## [Exercise details]
Go through the records and report each line holding the string "below".

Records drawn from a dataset
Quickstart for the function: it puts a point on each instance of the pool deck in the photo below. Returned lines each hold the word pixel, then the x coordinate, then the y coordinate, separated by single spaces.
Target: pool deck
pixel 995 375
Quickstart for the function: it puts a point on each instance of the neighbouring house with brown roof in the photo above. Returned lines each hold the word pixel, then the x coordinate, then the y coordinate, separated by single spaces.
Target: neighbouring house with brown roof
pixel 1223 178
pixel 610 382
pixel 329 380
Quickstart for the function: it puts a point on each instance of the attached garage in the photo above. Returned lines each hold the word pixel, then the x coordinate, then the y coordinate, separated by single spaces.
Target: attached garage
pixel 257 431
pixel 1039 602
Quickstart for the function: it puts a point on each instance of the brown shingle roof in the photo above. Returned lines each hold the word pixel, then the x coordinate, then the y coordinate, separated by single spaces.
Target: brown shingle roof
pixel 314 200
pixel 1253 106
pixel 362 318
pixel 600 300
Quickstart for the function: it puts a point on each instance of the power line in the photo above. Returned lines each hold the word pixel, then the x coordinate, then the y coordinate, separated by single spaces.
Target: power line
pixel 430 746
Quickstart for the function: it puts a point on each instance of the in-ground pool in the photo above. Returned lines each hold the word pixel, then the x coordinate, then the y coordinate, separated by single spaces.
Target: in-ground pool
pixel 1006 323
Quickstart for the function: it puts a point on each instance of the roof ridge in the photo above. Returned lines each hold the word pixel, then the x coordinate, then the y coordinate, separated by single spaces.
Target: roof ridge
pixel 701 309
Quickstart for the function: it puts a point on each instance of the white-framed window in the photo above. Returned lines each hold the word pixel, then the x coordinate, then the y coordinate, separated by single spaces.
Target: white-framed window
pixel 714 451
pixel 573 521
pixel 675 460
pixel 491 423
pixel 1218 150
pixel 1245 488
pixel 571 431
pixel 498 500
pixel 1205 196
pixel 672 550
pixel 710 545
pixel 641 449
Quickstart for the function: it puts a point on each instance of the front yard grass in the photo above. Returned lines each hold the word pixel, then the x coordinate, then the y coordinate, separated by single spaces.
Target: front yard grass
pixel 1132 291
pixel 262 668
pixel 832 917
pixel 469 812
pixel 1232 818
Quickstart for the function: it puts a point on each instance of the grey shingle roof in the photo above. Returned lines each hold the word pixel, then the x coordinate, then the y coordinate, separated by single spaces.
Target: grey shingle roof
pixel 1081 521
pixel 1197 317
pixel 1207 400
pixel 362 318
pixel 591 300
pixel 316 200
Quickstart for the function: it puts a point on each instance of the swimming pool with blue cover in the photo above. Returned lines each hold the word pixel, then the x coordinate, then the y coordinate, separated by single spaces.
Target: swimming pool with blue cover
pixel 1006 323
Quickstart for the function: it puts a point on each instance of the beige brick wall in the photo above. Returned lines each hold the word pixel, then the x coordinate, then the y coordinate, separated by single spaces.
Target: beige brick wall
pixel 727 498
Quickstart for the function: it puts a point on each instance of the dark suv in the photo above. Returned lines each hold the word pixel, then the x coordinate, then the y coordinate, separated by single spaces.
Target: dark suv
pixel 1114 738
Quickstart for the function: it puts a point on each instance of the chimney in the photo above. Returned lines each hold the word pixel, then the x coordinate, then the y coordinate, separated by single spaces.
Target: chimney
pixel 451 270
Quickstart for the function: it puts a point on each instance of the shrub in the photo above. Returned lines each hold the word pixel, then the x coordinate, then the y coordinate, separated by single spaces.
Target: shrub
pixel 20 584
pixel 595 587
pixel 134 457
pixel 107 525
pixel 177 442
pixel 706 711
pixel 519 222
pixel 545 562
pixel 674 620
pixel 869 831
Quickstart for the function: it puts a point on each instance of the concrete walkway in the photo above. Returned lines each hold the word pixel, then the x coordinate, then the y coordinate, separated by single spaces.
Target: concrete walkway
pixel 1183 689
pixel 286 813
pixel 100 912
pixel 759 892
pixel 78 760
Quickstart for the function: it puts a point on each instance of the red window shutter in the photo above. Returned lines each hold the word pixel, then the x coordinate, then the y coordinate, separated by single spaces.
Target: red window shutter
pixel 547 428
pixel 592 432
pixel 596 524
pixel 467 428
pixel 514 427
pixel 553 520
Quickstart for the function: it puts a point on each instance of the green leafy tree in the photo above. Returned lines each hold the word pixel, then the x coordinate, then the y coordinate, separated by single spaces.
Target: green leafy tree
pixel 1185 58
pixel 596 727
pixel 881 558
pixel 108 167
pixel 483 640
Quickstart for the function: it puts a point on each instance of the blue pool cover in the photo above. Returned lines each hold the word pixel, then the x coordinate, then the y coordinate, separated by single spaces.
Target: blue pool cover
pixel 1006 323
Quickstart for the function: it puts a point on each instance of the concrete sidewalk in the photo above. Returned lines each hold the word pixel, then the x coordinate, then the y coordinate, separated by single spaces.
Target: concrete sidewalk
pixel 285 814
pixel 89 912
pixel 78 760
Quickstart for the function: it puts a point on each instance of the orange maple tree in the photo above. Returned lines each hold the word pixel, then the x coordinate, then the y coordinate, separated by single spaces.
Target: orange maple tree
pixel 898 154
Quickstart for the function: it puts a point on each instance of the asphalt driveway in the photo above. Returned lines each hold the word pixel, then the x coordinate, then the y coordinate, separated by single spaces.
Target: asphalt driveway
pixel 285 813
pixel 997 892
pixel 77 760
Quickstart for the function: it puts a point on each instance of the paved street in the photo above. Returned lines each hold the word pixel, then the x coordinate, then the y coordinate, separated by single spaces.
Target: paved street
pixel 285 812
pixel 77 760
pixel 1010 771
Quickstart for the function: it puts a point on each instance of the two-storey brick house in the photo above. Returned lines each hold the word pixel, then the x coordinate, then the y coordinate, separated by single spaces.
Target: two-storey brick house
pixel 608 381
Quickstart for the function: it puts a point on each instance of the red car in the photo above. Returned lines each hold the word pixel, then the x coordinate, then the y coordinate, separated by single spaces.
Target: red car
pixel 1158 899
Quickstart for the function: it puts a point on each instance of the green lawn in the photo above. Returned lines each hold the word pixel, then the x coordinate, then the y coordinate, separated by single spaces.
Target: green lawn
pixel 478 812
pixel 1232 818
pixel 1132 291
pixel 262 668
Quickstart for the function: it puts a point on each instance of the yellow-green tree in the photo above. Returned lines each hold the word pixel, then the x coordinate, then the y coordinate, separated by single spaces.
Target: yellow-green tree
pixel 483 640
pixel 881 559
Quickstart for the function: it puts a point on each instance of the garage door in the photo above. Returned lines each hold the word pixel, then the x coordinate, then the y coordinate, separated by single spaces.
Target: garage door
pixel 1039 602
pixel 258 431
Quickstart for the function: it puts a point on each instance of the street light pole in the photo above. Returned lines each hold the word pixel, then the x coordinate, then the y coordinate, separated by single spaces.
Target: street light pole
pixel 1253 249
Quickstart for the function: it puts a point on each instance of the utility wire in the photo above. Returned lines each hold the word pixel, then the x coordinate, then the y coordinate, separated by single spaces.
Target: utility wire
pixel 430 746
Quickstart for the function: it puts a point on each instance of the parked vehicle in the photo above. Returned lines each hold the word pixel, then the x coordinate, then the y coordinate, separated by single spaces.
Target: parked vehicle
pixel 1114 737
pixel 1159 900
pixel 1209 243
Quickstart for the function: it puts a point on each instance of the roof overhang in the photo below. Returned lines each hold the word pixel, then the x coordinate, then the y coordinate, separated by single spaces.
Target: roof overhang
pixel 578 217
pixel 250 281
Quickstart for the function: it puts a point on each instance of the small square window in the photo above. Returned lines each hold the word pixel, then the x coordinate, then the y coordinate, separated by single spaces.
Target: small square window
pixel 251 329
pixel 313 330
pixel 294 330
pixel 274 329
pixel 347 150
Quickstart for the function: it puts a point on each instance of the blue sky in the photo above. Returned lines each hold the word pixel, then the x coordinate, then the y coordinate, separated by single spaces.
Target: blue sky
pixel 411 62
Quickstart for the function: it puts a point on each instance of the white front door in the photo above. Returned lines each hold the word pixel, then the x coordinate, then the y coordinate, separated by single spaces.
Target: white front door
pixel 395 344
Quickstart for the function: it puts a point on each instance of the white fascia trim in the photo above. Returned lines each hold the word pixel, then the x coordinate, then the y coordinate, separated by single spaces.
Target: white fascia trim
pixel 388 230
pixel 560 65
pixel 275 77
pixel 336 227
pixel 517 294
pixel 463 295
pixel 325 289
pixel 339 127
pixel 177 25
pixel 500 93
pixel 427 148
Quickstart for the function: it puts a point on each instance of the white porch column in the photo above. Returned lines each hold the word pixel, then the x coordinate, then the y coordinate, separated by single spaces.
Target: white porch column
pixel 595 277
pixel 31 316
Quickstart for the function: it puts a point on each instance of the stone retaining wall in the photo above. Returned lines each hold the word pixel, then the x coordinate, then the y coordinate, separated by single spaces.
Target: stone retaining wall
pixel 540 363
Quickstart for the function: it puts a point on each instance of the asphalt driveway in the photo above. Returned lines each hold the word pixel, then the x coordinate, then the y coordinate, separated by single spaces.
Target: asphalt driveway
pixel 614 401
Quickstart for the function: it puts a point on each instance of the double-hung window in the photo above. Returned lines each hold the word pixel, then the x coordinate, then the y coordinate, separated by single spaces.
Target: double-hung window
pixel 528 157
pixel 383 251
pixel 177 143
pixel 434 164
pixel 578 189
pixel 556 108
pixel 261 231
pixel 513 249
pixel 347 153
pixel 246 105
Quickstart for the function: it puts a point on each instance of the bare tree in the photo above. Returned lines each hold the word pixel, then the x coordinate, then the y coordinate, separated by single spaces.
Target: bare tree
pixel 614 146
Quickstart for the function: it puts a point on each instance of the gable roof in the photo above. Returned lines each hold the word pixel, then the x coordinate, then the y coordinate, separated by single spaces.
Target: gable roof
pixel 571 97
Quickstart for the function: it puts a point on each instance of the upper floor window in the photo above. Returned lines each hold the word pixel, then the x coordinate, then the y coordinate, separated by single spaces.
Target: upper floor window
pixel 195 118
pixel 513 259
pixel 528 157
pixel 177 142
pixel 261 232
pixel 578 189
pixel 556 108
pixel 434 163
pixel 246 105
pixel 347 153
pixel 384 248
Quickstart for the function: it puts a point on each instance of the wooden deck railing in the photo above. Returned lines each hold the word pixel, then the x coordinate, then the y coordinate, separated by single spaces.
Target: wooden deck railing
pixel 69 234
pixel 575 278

## [Expected output]
Quickstart for the function: it puts a point on each instance of the pool deck in the photo below. Returned lines each hold the word pixel, then the x coordinate, then the y coordinate, separated by single spaces.
Quickstart for the function: it puts a point on each instance of the roof overhang in the photo below. Returned lines each hold the word pixel, then the x coordinate, then the y coordinate, separated by single spaces.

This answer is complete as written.